What the task requires
In every one of the records below, replace "coordinates" with "pixel coordinates" and reproduce the lines otherwise unchanged. Leave the pictures out of your answer.

Dataset records
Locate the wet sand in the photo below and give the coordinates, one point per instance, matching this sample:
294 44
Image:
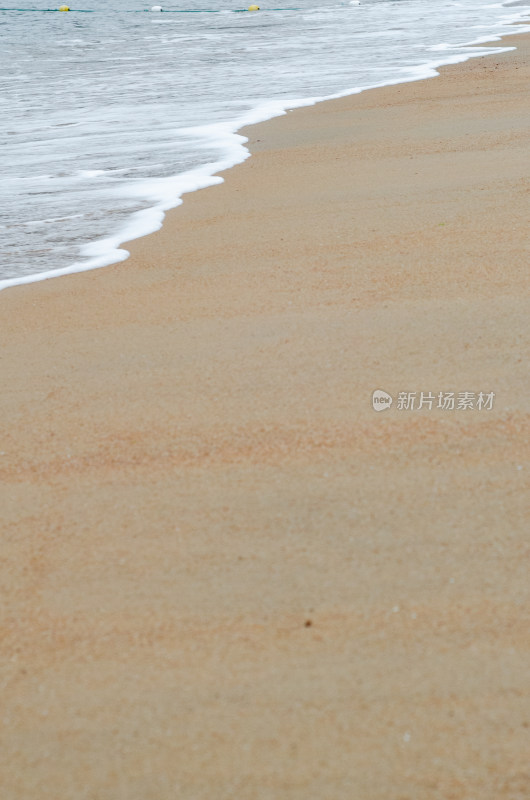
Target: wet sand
223 574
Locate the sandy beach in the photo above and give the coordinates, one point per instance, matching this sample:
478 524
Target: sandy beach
223 574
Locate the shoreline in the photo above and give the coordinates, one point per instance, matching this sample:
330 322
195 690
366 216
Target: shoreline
208 175
224 575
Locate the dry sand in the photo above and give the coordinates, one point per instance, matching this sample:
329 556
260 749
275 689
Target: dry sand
192 472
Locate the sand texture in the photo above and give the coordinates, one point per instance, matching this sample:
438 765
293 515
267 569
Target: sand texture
223 575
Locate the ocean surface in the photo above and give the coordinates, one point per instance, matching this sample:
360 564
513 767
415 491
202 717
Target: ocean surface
109 113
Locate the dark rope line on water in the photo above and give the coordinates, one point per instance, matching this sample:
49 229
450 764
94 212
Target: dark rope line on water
148 11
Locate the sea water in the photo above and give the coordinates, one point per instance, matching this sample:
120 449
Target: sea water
110 113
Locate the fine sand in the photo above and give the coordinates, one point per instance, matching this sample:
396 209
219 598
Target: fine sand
223 575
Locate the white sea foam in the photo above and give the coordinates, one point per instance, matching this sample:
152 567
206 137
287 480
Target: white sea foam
107 182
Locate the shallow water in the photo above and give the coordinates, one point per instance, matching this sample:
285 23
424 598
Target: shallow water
108 115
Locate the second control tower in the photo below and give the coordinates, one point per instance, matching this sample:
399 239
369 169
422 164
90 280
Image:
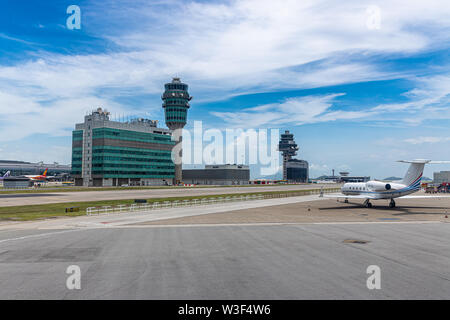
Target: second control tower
175 103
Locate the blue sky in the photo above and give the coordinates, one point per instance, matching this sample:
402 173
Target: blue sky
357 95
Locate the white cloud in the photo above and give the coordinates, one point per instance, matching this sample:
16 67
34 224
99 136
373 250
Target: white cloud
296 111
222 49
421 140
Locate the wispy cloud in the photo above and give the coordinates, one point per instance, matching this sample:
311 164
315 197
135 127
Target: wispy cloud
222 49
421 140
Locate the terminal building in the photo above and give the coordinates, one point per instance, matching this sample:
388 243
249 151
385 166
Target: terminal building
297 170
113 153
226 174
20 168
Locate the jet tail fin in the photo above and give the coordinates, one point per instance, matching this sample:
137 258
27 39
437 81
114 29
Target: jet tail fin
415 171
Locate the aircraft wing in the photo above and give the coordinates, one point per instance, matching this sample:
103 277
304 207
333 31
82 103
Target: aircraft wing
424 197
340 195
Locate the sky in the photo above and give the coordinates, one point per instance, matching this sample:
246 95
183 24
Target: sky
361 84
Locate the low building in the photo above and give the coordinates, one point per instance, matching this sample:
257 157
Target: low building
226 174
17 183
113 153
441 177
297 170
19 168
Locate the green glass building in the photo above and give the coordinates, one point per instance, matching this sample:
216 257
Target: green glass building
112 153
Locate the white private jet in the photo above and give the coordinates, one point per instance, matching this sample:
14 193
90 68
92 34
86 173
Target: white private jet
377 190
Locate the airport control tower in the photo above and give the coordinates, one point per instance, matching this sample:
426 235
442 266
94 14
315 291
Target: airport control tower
288 148
175 103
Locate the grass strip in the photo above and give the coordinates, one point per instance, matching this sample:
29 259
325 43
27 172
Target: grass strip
45 211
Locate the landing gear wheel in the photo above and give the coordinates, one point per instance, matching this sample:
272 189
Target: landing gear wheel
367 204
392 204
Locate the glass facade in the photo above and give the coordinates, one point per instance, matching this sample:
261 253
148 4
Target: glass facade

Written solution
Locate the wet sand in the photo below and give the pixel coordinates, one point per instance, matching this sample:
294 44
Image:
Target: wet sand
223 574
Locate the sandy beach in the photo above and give the pixel coordinates, one point per instance, matching this sample:
478 524
Target: sandy beach
223 574
Locate the shoreline in the photo above and give the pixel coordinates, one point per instance, matching this sample:
330 322
195 690
366 216
Target: shoreline
208 175
224 575
Locate the dry sand in the photo above and give the pixel coordinates, one point per instance, matching this sample:
329 556
260 749
275 689
Target: dry sand
192 472
Locate the sand texture in the photo above and give the pixel coordinates, one point per instance, matching this sample:
438 765
293 515
267 569
Target: sand texture
223 575
Locate the ocean surface in the photo above and give the pixel coordinates, one point per instance, matching this sample:
360 564
513 767
415 491
202 717
Target: ocean surface
109 113
Locate the dark rope line on water in the photo above and give the pixel coordinates, one point per instance, matching this sample:
49 229
450 764
94 212
Target: dark rope line on water
148 11
Locate the sea water in the photo above and give the pixel coordinates, one point per instance, matching this sample:
120 449
Target: sea water
110 113
Locate the fine sand in the photo above and give the pixel coordinates, one point per instance, matching this sample:
396 209
219 598
Target: fine sand
223 575
Locate the white sea foam in the photo above and give the pixel coordinates, one point per instance, matching this sample:
152 567
206 137
287 480
Target: white sea foam
107 182
Locate the shallow water in the photo above and give the pixel coordinates, one point per instance, matching this sample:
285 23
424 598
Target: shallow water
108 115
Locate the second control tower in the photo below and give the pixel coordinates, one point per instance, matching this sample:
399 239
369 169
422 164
90 280
Image:
Target: second control tower
175 103
Locate the blue sky in the photo above and give the pixel coordinates, one point per instance, matching this sample:
402 173
Target: blue sky
357 95
Locate the white cloud in the photo above and give the pixel coordinates, one point per instance, matching this sample:
16 67
34 224
99 136
373 250
Target: white cloud
296 111
222 49
421 140
Locate the wispy cloud in the photo above and give the pixel coordinates, one point per instance, matching this sample:
311 164
315 197
135 127
Target: wispy cloud
222 49
421 140
Locate the terminal building in the photo above and give the pixel coordinates, one point per instance, matching this sample:
388 243
249 151
385 166
Target: terminal building
297 170
113 153
226 174
20 168
Locate the jet tail fin in the photo above and give the pixel coordinates, one point per instance, matching this sample:
137 258
27 39
437 81
114 29
Target: jet tail fin
415 171
Locate the aircraft wing in the photo above and give the pixel coordinates, one point per instance, matching this sample:
103 277
304 207
333 31
82 103
Target: aircraft wing
424 197
340 195
Locate the sky in the photo above and give the pixel coordinates, one point per instance, matching this sample:
246 95
183 24
Target: sky
361 84
Locate the low building in the photo above and give the pixel coordinates, one point per instance, matching this sample:
257 157
Target: low building
226 174
17 183
113 153
441 177
297 170
19 168
Locate the green glass building in the photo above and give the pixel coordinates, one point per instance, matching this sample:
216 257
Target: green glass building
112 153
Locate the white private jet in the photo above and give the pixel coordinates, one point per instance, matching this sample:
14 193
90 68
92 34
86 173
Target: white private jet
377 190
Locate the airport control tower in the photo above and give the pixel coordinates, one point per instance, matching this sample:
426 235
442 266
94 14
315 291
Target: airport control tower
288 148
175 103
Locate the grass strip in the photo above and give the pixel coordinates, one point per instance, matching this sample:
29 259
325 43
27 172
Target: grass strip
45 211
Locate the landing gear wheel in the photo above and give the pixel coordinates, one point per instance, matching this sample:
272 189
Target: landing gear wheel
367 204
392 204
Locate the glass facade in the photo above and give the pixel coordinates, one point per instance, matching this sample:
261 253
148 4
Target: glass facade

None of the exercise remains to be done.